━━ Selected excerpt ━━

By putting up photos of wild animals clicked at my local zoo, I am not necessarily advocating zoos. While the Potawatomi zoo is an active participant of the species survival plan coordinated by the AZA and is involved in many conservation and education efforts, not all zoos are equally conservation oriented. I feel a conflicted sympathy for the animal held in captivity in an accredited zoo because while it as an individual has lost its right to freedom, a greater benefit to the conservation of its species is often gained out of its captivity. By putting up these photos, I do not necessarily want to get into the argument of "good zoos" versus "bad zoos", I simply want to convey my love and fascination for these wild animals to anyone else that is captivated by their beauty.


~vagabond~ © 2009

18 comments:

alok said...

Wow! woW! you are back with a bang :) very well shoot and glad to see the beautiful tiger.

Once I was lucky to find White tigers in lot at Nandankanan Zoo.

Have a great week ahead.

Vamsee said...

Great shots. Love the different angles at which you shot the tiger.

I agree with you....Zoos always made me sad and I stay away from them. I felt this way until I went to the Jurong Bird Park in Singapore. They do a lot of cool research and were even successful in getting rare birds of paradise to mate in captivity.

Abhijit Dharmadhikari said...

The paw....unique picture:-)

bindu said...

━━━
━━ Provided material ━━

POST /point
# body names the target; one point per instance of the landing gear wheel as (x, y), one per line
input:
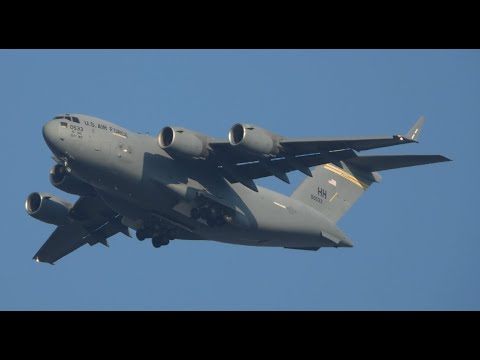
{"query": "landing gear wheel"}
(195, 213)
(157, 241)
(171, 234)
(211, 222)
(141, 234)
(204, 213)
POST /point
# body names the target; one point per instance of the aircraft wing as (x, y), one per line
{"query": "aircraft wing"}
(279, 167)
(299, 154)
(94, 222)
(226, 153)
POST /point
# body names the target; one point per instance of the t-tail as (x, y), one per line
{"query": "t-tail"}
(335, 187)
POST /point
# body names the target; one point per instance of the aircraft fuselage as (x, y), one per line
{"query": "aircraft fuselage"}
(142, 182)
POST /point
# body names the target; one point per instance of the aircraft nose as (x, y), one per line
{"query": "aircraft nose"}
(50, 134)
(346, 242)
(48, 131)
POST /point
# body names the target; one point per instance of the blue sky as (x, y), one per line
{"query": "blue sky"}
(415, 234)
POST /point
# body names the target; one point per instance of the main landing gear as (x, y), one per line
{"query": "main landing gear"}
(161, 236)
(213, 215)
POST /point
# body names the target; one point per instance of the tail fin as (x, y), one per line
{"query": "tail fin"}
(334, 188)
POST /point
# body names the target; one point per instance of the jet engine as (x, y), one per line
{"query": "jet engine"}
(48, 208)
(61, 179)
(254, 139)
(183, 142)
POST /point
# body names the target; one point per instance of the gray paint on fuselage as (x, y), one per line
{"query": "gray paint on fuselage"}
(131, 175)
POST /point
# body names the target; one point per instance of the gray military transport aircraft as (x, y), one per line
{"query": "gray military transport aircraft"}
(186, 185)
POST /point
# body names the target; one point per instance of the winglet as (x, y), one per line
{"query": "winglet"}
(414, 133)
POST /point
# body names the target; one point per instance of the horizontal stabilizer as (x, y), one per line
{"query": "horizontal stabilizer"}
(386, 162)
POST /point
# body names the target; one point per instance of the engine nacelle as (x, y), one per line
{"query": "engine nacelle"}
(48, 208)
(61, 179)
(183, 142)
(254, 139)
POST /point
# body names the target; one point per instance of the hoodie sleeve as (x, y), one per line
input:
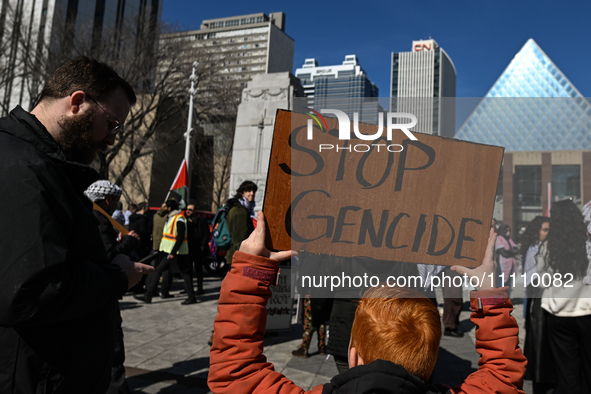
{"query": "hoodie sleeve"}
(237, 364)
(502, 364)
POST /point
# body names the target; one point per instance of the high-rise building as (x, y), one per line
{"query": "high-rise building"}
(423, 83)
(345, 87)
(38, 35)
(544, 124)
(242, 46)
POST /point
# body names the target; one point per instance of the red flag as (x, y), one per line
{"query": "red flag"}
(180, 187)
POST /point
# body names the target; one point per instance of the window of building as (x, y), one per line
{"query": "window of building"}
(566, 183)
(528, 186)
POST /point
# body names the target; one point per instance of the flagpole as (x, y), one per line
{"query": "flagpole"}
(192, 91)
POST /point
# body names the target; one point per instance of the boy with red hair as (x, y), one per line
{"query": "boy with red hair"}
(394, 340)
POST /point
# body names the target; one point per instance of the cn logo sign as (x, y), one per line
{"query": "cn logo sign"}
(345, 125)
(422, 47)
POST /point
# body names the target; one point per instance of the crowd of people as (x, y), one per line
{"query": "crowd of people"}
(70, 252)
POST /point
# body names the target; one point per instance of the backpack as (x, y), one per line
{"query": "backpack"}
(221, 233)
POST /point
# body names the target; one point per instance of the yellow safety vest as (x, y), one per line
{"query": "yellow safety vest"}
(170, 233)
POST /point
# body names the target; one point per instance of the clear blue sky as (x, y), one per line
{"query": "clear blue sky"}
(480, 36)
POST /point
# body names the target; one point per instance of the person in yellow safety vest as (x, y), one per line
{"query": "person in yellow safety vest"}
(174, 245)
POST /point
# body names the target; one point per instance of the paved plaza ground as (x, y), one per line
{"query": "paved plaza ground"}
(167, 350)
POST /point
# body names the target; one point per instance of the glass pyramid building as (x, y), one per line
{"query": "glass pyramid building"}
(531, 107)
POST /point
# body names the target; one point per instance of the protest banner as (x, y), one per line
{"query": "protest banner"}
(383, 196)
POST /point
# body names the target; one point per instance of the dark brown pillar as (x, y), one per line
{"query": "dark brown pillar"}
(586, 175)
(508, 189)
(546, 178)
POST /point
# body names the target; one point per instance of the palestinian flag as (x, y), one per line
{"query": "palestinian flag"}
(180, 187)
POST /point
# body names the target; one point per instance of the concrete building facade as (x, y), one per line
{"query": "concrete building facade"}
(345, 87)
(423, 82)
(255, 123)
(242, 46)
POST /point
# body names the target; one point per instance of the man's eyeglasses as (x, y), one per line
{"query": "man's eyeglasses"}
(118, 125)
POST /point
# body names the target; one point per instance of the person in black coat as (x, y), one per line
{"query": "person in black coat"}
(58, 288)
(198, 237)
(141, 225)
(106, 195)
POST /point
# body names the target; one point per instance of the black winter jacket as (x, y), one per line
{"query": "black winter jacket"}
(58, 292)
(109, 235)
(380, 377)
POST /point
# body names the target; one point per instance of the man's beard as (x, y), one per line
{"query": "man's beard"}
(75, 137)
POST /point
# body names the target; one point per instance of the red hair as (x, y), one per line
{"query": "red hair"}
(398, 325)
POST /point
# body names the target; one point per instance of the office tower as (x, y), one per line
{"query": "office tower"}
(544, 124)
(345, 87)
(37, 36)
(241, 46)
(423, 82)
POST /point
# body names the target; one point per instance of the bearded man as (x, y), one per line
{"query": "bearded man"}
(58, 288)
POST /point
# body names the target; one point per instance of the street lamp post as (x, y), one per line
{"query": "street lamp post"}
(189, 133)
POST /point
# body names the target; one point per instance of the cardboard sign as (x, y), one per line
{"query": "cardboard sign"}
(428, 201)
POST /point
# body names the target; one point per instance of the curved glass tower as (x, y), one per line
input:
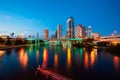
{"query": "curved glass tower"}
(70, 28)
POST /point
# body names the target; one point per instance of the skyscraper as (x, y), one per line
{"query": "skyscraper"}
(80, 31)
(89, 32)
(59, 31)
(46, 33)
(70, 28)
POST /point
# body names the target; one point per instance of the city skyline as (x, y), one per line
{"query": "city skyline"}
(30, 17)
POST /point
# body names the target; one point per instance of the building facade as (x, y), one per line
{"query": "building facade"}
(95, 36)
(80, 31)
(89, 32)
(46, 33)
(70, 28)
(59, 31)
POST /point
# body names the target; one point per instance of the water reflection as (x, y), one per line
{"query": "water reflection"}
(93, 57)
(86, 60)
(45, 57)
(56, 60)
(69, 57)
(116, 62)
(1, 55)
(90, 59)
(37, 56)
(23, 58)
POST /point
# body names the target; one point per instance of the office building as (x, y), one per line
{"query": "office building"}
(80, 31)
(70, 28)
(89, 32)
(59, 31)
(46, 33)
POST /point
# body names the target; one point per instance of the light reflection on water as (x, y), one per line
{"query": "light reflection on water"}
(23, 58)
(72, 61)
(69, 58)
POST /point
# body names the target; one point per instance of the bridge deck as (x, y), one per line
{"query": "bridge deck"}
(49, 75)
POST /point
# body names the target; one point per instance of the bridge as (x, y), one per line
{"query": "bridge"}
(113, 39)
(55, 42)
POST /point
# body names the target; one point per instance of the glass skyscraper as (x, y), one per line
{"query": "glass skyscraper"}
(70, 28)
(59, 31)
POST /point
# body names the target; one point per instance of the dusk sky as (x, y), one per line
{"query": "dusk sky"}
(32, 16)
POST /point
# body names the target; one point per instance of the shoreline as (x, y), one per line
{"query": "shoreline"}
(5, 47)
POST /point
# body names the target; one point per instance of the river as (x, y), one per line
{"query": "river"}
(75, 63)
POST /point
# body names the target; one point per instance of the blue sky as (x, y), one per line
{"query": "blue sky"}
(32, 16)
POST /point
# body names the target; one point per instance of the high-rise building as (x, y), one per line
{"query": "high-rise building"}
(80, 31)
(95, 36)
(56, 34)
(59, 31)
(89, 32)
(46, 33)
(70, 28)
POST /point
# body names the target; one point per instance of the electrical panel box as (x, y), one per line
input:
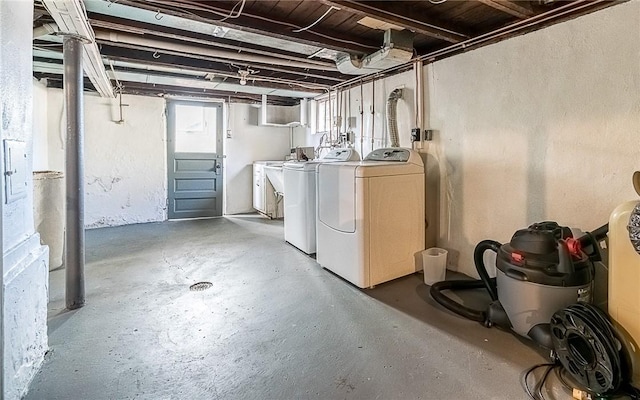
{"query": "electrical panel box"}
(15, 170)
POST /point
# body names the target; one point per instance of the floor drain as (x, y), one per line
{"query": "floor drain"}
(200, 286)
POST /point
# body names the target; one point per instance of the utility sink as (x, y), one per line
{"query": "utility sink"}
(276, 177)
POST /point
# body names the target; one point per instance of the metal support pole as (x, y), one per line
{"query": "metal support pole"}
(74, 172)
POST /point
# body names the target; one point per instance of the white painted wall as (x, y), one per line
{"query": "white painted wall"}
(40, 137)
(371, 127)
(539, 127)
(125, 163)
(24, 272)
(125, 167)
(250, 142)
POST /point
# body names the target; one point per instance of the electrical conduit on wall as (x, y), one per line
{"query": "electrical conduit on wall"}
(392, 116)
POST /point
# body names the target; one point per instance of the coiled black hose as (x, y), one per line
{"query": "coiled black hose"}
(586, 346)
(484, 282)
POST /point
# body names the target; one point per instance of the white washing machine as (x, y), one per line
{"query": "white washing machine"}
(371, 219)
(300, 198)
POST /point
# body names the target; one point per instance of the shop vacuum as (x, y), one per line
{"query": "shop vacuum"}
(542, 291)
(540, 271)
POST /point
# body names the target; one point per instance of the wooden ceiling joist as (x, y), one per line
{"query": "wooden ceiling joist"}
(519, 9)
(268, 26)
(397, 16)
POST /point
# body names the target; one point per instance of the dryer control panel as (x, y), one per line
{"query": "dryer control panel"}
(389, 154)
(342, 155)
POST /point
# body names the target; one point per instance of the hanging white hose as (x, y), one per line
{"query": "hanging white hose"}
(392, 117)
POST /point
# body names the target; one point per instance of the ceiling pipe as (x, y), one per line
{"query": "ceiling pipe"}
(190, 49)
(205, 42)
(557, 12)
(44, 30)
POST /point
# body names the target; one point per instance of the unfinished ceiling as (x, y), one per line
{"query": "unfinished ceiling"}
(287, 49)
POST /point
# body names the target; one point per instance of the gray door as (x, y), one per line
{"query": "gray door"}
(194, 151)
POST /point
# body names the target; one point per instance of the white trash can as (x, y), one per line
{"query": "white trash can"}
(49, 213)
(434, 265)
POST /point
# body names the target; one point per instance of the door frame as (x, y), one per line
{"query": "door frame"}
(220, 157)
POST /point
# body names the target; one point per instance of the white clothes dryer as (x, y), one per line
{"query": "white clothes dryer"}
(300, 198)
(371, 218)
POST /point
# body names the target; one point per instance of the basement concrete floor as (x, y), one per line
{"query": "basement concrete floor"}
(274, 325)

━━━
━━ Provided material ━━

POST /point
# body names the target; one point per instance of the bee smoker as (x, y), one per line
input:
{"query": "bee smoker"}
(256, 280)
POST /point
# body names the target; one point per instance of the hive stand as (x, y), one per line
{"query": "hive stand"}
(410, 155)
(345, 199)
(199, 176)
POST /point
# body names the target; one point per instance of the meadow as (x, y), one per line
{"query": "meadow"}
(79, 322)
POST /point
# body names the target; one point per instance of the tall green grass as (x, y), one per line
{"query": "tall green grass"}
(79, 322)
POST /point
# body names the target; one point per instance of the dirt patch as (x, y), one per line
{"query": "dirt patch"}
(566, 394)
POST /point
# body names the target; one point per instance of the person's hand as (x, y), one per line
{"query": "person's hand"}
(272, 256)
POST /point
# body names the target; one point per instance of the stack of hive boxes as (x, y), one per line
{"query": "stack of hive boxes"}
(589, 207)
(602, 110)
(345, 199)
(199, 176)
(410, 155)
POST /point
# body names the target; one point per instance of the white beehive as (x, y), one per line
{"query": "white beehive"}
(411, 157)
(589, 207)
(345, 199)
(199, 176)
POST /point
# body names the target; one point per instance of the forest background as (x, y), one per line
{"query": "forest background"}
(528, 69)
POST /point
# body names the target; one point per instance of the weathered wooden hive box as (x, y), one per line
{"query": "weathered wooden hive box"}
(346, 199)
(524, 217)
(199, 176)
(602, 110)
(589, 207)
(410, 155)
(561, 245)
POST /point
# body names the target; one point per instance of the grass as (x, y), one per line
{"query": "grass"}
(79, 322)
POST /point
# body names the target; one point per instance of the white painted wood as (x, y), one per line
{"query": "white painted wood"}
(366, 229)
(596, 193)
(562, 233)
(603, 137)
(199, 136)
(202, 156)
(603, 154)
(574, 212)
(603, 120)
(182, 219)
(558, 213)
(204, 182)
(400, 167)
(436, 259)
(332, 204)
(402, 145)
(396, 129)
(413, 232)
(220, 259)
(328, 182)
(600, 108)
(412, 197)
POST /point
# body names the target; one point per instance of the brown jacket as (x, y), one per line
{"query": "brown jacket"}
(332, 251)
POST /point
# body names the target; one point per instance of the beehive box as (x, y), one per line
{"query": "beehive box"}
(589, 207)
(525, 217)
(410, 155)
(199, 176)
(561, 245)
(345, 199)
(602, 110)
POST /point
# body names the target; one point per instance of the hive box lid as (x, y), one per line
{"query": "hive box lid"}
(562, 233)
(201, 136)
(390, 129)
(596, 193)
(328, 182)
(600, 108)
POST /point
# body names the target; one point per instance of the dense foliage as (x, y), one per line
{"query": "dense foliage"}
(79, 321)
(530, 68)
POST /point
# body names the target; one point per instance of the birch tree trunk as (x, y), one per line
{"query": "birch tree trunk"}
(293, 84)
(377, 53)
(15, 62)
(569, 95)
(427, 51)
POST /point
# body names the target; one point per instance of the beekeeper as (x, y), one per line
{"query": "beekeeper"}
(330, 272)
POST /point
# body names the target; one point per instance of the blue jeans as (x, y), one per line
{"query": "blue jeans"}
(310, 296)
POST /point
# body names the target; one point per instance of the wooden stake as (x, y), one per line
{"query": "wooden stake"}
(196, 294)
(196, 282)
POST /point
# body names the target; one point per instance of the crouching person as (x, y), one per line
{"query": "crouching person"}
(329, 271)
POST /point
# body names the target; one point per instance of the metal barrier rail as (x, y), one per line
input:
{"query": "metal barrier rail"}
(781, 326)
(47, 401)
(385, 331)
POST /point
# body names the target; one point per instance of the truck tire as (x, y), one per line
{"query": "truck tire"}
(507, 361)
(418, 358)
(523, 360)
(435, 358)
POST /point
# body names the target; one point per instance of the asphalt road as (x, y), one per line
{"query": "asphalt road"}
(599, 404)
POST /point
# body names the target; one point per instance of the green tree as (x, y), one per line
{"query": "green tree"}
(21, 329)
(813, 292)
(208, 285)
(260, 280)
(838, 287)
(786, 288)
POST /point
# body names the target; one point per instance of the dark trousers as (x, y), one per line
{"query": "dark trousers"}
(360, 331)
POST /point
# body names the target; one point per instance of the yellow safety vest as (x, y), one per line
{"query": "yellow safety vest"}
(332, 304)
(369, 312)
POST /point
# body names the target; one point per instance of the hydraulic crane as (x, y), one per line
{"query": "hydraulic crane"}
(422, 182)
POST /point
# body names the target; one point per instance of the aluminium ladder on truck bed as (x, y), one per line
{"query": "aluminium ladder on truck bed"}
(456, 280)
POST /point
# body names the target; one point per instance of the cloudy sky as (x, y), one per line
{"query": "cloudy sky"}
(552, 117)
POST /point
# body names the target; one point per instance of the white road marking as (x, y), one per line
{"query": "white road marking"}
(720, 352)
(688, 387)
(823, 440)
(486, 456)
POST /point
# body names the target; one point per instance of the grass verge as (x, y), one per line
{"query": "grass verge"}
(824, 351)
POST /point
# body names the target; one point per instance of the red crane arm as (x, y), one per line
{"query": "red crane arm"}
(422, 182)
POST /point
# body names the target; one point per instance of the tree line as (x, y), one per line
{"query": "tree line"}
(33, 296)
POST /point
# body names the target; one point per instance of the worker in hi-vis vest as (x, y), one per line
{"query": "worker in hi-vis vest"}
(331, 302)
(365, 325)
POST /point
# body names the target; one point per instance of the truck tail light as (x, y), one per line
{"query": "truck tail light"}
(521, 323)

━━━

● Tasks for this exercise
a) From the zoo post, reproduce word for word the part that begins with the words containing "Wow! woW! you" and ends with "shot the tiger.".
b) In the zoo post, what is the name of the local zoo where the photos were taken?

● Full solutions
a)
Wow! woW! you are back with a bang :) very well shoot and glad to see the beautiful tiger.

Once I was lucky to find White tigers in lot at Nandankanan Zoo.

Have a great week ahead.

Vamsee said...

Great shots. Love the different angles at which you shot the tiger.

b) The Potawatomi zoo.